§ **Exercise objective**: The lines needed are those from the start of the records through the line holding "206L448 203L446 191L368", each copied exactly.

§ **Supplied records**:
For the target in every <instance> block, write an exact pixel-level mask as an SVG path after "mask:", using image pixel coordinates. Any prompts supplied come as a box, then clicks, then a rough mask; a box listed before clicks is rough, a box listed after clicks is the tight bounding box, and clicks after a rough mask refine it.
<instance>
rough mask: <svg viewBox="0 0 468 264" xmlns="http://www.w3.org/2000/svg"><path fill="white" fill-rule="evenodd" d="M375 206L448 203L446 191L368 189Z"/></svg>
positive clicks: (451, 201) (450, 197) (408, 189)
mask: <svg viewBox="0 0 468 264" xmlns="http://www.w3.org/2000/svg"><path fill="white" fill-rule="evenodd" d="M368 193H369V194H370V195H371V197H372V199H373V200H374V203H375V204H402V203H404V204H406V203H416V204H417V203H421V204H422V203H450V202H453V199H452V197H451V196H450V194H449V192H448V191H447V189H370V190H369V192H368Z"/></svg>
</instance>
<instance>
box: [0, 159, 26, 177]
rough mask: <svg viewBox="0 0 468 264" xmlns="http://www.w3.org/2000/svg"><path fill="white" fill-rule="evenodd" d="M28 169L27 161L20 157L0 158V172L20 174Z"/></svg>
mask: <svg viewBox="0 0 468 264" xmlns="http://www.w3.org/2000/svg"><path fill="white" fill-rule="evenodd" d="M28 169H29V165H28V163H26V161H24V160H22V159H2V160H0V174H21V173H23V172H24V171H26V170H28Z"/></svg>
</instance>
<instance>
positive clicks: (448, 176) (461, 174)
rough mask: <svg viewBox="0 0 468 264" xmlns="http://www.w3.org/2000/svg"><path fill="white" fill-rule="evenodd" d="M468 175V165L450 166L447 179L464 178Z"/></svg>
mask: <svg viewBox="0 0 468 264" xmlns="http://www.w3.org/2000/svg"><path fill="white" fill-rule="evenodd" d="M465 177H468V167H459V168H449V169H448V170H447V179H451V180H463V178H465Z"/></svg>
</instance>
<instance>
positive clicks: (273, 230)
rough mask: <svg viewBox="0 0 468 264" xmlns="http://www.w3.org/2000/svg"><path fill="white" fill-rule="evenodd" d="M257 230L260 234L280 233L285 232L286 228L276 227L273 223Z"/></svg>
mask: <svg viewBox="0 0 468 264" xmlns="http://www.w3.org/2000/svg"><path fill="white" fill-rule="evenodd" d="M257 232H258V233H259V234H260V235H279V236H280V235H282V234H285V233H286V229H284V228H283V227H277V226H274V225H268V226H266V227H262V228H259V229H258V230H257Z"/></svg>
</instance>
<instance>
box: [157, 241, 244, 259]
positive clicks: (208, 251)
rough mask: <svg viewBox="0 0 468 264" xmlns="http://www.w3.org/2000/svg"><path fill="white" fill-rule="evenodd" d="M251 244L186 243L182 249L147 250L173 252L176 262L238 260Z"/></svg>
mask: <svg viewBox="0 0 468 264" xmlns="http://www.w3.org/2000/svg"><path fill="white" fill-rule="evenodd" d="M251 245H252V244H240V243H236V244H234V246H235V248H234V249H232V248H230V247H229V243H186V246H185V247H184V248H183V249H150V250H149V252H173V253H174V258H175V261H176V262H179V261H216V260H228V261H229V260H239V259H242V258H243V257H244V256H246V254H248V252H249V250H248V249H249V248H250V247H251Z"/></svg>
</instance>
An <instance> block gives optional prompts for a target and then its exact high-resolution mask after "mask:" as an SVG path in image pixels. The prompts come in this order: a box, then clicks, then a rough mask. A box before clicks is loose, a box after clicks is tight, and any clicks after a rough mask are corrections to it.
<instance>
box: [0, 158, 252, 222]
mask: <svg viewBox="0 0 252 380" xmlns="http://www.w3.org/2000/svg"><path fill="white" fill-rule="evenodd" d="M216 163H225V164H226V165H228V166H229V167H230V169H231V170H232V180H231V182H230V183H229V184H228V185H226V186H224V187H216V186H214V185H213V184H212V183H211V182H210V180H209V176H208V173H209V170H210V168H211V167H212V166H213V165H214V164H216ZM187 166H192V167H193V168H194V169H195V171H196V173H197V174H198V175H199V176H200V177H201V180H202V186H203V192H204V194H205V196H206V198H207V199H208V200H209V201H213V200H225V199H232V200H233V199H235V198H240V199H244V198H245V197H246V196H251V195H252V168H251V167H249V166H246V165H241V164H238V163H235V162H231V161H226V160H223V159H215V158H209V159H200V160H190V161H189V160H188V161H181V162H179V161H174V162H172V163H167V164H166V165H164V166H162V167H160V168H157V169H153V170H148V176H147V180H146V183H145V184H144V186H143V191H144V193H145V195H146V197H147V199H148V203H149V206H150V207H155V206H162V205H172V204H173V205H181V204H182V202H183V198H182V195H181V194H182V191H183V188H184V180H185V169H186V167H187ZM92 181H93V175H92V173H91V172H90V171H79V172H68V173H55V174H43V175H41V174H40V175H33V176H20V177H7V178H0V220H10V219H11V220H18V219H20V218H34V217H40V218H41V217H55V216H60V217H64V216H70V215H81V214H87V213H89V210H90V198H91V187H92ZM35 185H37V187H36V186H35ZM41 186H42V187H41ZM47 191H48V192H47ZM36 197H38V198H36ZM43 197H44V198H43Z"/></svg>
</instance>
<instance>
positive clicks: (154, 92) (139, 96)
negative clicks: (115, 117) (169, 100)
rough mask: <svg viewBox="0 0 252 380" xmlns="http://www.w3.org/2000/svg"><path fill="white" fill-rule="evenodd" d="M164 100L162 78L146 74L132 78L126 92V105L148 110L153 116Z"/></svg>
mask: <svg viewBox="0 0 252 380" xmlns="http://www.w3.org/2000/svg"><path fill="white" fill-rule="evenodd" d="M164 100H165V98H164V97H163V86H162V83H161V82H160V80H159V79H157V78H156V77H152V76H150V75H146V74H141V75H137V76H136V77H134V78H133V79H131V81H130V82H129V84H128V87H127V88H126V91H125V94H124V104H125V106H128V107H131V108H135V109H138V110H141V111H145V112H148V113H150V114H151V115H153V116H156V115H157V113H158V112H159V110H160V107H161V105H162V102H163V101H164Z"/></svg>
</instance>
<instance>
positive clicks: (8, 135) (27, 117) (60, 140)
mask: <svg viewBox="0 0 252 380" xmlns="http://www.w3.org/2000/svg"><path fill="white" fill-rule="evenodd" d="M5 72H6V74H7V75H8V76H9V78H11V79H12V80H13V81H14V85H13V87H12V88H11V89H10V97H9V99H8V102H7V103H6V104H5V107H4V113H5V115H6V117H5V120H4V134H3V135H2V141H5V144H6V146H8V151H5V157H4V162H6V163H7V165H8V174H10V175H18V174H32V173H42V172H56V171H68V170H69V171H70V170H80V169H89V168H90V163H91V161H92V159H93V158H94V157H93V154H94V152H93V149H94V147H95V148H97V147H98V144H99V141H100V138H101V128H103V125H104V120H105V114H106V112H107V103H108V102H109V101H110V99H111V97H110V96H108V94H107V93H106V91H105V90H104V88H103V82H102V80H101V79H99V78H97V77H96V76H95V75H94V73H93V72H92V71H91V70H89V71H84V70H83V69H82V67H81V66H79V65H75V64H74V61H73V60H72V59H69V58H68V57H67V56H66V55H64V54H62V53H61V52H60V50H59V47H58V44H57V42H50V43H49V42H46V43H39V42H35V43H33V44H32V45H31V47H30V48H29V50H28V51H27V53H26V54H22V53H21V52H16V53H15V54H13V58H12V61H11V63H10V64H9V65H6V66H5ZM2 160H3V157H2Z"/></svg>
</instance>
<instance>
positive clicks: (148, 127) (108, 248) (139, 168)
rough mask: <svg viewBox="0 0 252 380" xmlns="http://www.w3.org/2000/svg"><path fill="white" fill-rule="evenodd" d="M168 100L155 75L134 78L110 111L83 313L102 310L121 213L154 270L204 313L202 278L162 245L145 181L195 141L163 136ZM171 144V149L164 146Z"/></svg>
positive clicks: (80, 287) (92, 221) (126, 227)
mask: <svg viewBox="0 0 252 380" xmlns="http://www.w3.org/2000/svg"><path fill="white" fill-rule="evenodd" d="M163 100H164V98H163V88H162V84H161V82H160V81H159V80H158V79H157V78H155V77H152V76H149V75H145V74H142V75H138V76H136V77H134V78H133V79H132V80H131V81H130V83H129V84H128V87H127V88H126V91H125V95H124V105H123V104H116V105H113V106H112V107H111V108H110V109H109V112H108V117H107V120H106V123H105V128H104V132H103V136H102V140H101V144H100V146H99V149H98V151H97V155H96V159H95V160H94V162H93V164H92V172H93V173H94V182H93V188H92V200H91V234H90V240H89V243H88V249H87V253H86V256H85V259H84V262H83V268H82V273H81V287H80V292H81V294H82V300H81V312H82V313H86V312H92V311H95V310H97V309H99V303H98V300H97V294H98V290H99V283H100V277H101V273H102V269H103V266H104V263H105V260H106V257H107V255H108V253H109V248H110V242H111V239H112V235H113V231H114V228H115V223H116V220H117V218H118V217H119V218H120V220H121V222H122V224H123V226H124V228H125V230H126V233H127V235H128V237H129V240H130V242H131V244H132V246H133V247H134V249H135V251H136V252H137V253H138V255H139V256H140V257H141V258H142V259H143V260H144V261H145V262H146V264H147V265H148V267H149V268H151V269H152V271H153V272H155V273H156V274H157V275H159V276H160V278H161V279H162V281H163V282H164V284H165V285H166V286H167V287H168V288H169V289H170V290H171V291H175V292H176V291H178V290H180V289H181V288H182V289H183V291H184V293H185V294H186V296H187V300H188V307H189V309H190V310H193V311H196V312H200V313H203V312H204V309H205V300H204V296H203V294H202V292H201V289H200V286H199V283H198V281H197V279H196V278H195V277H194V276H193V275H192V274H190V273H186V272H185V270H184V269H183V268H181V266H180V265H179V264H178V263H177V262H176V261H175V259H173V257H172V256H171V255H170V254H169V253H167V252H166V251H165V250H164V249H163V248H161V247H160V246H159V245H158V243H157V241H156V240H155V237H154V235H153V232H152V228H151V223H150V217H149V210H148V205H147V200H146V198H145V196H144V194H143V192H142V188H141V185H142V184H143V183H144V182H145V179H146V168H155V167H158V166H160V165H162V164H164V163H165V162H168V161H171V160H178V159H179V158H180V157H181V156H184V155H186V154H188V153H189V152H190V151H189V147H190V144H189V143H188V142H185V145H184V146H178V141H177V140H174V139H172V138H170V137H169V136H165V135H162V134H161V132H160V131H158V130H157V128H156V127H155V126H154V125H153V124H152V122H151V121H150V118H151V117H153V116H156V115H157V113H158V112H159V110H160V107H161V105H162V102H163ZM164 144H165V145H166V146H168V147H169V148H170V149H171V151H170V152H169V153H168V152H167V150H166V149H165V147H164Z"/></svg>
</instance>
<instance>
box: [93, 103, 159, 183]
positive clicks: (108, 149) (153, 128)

§ **Solution to this exercise**:
For the target in every <instance> block, write an exact pixel-level mask as an SVG path after "mask:", using image pixel coordinates. Any prompts supplied come as a box, then clicks, then a rough mask; a box listed before clicks is rough, a box listed after clicks is the tight bounding box, and clicks after a rough mask refine it.
<instance>
rough mask: <svg viewBox="0 0 468 264" xmlns="http://www.w3.org/2000/svg"><path fill="white" fill-rule="evenodd" d="M375 206L448 203L446 191L368 189Z"/></svg>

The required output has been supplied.